== Material provided ==

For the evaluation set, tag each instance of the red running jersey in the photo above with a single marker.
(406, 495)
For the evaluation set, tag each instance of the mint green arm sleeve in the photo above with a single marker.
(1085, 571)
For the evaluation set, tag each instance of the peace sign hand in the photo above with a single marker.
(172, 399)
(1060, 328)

===
== Material provided ==

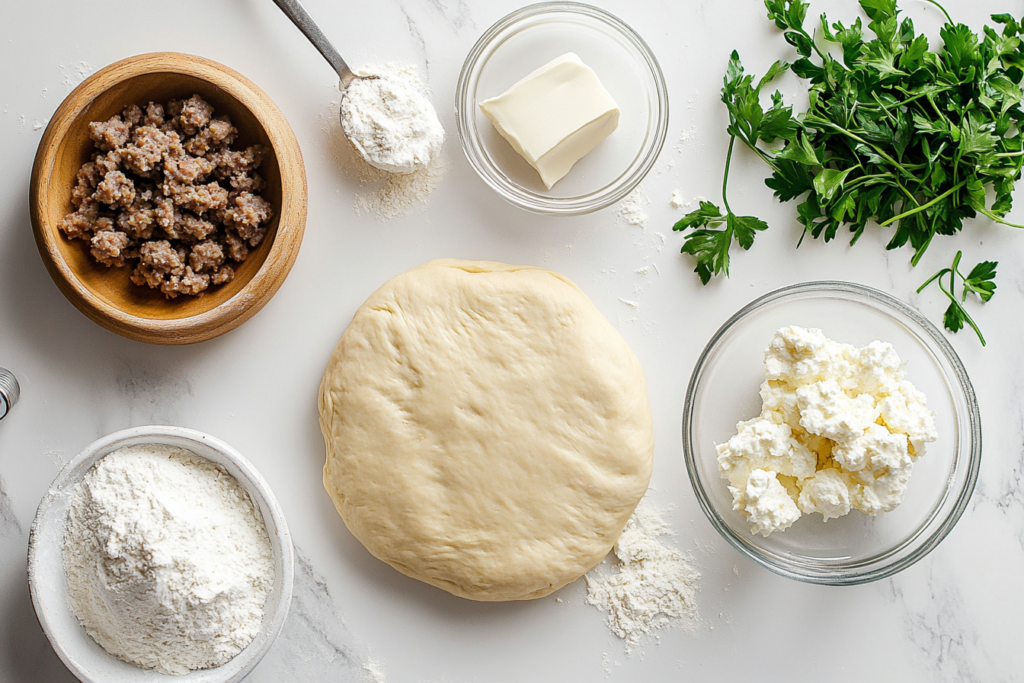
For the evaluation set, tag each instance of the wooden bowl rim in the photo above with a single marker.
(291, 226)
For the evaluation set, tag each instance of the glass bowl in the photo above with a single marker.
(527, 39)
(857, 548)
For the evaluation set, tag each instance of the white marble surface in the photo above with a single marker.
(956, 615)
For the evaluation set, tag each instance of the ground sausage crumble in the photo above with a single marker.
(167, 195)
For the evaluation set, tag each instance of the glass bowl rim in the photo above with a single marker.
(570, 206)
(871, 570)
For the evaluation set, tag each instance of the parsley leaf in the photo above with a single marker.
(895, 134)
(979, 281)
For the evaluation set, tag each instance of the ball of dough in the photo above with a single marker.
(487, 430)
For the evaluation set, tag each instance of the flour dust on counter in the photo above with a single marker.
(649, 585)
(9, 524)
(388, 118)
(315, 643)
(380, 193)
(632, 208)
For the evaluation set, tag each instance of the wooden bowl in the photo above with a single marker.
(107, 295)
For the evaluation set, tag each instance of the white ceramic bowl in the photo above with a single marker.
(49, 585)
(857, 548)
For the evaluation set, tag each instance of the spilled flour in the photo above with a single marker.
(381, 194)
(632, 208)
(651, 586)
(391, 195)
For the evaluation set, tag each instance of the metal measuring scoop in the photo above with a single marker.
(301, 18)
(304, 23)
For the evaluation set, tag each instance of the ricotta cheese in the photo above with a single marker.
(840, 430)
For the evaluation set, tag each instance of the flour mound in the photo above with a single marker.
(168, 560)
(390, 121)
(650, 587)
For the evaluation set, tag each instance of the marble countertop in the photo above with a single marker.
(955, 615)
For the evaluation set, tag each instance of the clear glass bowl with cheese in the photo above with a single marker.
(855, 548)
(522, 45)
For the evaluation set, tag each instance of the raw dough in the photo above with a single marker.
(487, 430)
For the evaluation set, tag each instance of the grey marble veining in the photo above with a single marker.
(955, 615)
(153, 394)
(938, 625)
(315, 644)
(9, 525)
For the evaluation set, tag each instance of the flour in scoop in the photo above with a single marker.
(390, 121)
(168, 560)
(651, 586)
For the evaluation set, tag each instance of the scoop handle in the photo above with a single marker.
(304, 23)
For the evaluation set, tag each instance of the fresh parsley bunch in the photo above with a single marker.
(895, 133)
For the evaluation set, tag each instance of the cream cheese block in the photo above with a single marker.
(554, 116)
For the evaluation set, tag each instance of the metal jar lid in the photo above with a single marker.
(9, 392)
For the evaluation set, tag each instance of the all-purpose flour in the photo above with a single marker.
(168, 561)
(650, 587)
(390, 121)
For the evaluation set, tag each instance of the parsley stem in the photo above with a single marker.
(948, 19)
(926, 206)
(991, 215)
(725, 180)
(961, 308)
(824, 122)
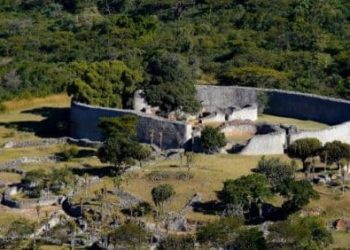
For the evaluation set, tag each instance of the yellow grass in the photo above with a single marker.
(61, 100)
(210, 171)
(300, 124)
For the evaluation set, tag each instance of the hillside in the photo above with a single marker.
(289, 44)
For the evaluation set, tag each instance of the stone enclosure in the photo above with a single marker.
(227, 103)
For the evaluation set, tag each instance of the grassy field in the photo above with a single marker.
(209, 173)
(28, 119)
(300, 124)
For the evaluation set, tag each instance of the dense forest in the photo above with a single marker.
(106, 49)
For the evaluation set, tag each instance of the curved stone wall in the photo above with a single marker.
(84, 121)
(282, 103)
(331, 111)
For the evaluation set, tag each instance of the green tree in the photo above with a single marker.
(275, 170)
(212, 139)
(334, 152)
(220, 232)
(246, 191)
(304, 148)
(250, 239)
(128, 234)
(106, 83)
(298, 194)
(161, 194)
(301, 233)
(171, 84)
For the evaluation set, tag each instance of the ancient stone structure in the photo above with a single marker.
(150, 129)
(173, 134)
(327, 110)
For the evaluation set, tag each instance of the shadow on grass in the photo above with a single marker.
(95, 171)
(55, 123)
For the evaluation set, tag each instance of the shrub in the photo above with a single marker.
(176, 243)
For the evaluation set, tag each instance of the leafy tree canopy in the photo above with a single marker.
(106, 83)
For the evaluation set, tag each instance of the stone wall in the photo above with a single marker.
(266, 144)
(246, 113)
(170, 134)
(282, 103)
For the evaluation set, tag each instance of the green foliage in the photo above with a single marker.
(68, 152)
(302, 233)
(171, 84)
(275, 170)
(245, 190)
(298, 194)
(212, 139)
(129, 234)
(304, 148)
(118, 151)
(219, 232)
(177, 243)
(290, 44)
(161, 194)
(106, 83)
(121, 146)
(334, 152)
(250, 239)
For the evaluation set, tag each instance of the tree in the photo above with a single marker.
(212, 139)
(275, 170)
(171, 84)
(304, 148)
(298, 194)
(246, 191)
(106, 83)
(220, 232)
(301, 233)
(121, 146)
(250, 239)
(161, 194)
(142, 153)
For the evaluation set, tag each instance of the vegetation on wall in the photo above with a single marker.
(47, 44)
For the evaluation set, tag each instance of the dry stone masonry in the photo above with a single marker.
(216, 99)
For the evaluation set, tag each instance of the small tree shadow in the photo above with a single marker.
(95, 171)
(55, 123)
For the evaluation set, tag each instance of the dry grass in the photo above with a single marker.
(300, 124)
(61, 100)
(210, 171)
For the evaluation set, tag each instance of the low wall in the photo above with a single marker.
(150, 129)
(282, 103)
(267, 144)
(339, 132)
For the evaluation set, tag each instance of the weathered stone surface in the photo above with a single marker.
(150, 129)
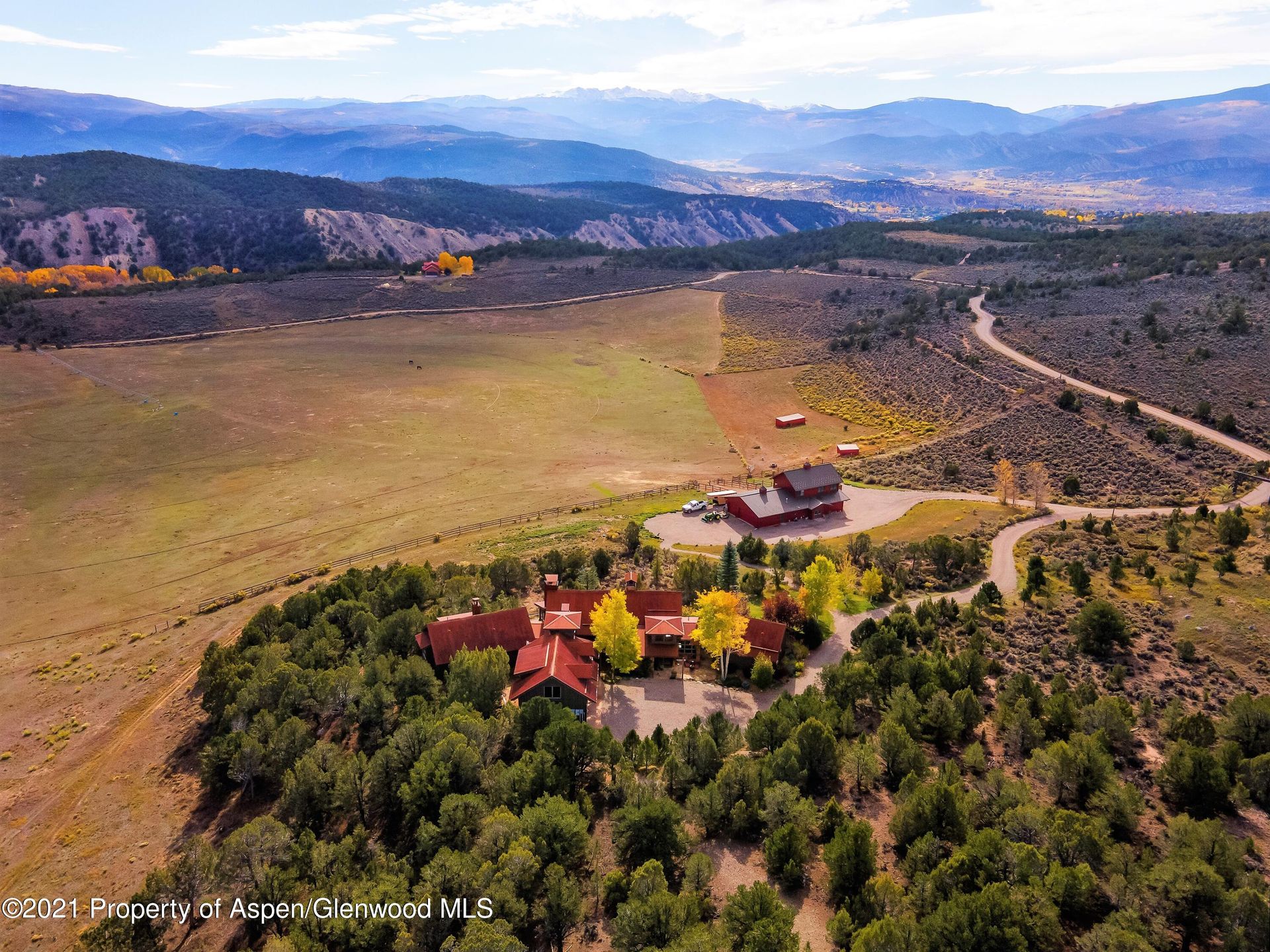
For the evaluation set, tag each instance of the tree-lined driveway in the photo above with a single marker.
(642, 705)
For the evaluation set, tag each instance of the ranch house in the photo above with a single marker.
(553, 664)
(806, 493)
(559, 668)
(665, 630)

===

▶ [What is expected]: Pick out every line in the records above that contains the word "dough", and copy each one.

▶ [Worked answer]:
For the evaluation set, tag each instance of the ball of dough in the photo above with a single marker.
For the evaluation set, tag each instance of the raw dough in the photo above with a single marker.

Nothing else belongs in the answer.